__The exercise__.
All of the records below need to be copied exactly.
──────── Provided entries
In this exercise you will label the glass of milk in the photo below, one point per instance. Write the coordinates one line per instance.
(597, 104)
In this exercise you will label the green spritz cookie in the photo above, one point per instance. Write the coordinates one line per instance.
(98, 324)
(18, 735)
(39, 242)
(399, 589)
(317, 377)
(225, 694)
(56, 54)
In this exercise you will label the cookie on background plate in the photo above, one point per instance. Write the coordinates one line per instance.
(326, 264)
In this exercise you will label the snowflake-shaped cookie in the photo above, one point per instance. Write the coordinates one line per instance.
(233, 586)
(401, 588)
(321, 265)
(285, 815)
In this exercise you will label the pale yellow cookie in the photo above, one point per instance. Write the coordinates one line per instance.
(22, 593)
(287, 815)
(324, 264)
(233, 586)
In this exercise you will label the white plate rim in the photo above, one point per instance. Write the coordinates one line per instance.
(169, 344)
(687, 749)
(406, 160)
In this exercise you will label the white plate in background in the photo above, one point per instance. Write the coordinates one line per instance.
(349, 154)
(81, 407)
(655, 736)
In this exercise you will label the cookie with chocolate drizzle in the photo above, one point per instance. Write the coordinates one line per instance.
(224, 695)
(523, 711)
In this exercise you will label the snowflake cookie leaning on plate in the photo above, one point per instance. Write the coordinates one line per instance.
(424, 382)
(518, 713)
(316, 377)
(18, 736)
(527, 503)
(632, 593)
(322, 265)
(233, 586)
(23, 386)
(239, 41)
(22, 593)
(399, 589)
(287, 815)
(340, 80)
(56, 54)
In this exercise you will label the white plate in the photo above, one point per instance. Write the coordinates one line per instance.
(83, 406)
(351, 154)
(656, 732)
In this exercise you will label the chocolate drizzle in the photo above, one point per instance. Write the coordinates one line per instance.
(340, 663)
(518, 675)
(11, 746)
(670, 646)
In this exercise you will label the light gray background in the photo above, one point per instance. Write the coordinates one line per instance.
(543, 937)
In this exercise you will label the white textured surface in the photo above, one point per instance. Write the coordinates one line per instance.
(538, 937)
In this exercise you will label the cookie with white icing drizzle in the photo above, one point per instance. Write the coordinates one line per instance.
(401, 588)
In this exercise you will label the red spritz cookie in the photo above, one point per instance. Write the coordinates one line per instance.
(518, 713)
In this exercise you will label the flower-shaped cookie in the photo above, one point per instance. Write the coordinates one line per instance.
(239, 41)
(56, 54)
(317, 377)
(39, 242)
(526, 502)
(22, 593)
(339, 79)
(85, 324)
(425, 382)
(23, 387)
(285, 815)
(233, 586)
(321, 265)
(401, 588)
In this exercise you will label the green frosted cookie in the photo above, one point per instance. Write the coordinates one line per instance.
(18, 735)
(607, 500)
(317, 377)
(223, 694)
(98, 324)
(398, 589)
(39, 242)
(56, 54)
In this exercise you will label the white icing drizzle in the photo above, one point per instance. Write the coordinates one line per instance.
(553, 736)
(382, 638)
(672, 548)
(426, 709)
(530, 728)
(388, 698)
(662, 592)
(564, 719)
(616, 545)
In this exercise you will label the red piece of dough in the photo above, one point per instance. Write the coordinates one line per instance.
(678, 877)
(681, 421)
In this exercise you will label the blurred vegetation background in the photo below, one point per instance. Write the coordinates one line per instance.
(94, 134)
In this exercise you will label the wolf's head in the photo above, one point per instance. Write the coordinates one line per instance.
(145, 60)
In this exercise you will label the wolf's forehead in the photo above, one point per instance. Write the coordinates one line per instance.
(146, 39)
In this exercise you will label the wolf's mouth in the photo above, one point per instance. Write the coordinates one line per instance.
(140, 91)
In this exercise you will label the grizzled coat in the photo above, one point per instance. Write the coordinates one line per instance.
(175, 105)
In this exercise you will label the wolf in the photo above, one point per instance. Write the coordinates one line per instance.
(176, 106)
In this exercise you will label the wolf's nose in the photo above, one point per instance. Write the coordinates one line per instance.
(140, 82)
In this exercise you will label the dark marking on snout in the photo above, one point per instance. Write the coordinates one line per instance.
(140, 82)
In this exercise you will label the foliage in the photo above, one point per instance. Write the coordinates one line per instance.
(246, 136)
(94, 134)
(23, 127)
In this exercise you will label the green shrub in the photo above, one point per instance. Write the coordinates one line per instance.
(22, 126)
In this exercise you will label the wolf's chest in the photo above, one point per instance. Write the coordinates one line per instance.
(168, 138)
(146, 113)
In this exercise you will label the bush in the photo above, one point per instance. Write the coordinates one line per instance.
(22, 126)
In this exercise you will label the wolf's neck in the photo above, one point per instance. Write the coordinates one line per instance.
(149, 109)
────────────────
__Finished exercise__.
In this exercise you will label the glass of milk in the photo below, one point per instance. Write the coordinates one line per instance.
(597, 104)
In this exercise you will label the green spritz cookie in the photo above, one point per instance. Write the coordinates one line per instance.
(98, 324)
(18, 735)
(39, 242)
(399, 589)
(317, 377)
(225, 694)
(56, 54)
In this exercise you will label the cookie on background plate in the photo above, one point per instance. Write the coordinates one line per instance.
(326, 264)
In this exercise you will label the snowflake-shaped cookie in the photo above, one point per instance. Write the coordinates one line per instance.
(233, 586)
(401, 588)
(321, 265)
(285, 815)
In this exercise you will label the pale yellow cookie in the photo above, one point per instance. Write the coordinates one line per instance.
(22, 593)
(287, 815)
(324, 264)
(233, 586)
In this exercise you will label the white plate rim in the photo above, one point per instance. Write the coordinates one line per instance.
(169, 344)
(687, 749)
(406, 160)
In this exercise you will label the white plate in background in the photo above, one point per instance. Write the coordinates one line per instance.
(349, 154)
(81, 407)
(655, 736)
In this exercise you will label the cookie with chocolate drizzle in the photo above, one point per instance. Write the coordinates one line per instance.
(224, 695)
(523, 711)
In this exercise you will label the snowflake cookie leaning on plate in the photo above, one point per instance. Write the coordinates one line per instance.
(424, 382)
(518, 713)
(316, 377)
(18, 736)
(527, 503)
(632, 593)
(322, 265)
(233, 586)
(23, 386)
(239, 41)
(22, 593)
(399, 589)
(287, 815)
(340, 80)
(56, 54)
In this exercise you will label the white plate in the photo above, one point per instance. Write the coordinates one line per instance.
(83, 406)
(351, 154)
(656, 732)
In this exercise you will label the chocolate drizzle in the photo above, one point per instance. Write the coordinates one line per instance.
(340, 663)
(518, 675)
(11, 746)
(670, 646)
In this exercise you will label the light gray background in the photo above, one point per instance. Write the coordinates one line per instance.
(543, 937)
In this exercise you will label the white textured surface in the photo above, one point per instance. Write the coordinates one line per instance.
(538, 937)
In this exercise you will label the cookie with white icing drizzle in the photo above, one point per instance. Write the coordinates one line per instance.
(401, 588)
In this exercise you will label the red spritz cookie in the photo above, one point per instance. Write the coordinates one line per instance.
(518, 713)
In this exercise you will label the flower-shaped cookie in the photo above, one point per instance. Write the coordinates one line per instance.
(239, 41)
(56, 54)
(317, 377)
(39, 242)
(526, 502)
(22, 593)
(339, 79)
(85, 324)
(425, 382)
(23, 387)
(285, 815)
(233, 586)
(321, 265)
(401, 588)
In this exercise you will label the green frosted cookie in the photo above, one point per instance. Write the coordinates one line per instance.
(18, 735)
(607, 500)
(317, 377)
(223, 694)
(98, 324)
(398, 589)
(39, 242)
(56, 54)
In this exercise you will label the white icing drizzle in the photo above, one point per instance. Write the coordinates one line per instance.
(553, 736)
(382, 638)
(672, 548)
(426, 709)
(530, 728)
(388, 698)
(662, 592)
(564, 719)
(616, 545)
In this exercise you will label the red piece of dough in the photo above, one point per instance. Write the coordinates one line per instance.
(678, 877)
(681, 421)
In this exercise you will label the blurred vegetation background in the photo below, one point per instance. Write the coordinates one line per instance.
(94, 134)
In this exercise you will label the wolf's head in the photo above, one point per instance. Write the coordinates one line per instance.
(145, 60)
In this exercise you will label the wolf's forehead in the photo above, one point per instance. Write the coordinates one line per instance.
(146, 39)
In this exercise you will label the wolf's mouth in the photo above, one point per instance. Write the coordinates one line per instance.
(140, 91)
In this exercise you will label the grizzled coat in the photo above, one point per instance. Write the coordinates one line per instance.
(175, 105)
In this exercise you will label the wolf in the photo above, one point per instance. Write the coordinates one line per instance.
(176, 106)
In this exercise you will label the wolf's nose in the photo above, one point per instance. Write the coordinates one line per instance.
(140, 82)
In this exercise you will label the dark marking on snout in the photo above, one point per instance. Write the coordinates one line per instance.
(140, 82)
In this exercise you will label the foliage in the photo above, one point per instance. Write the coordinates one line per instance.
(246, 136)
(94, 134)
(23, 127)
In this exercise you will label the green shrub in the photo above, one point per instance. Write the coordinates one line per instance.
(22, 126)
In this exercise you will label the wolf's chest in the photo above, one point per instance. Write the coordinates one line per instance.
(168, 138)
(146, 113)
In this exercise you will label the bush in the photo above, one point per instance. Write the coordinates one line per instance.
(22, 126)
In this exercise you will label the wolf's neck in the photo above, one point per instance. Write the coordinates one line per instance.
(149, 109)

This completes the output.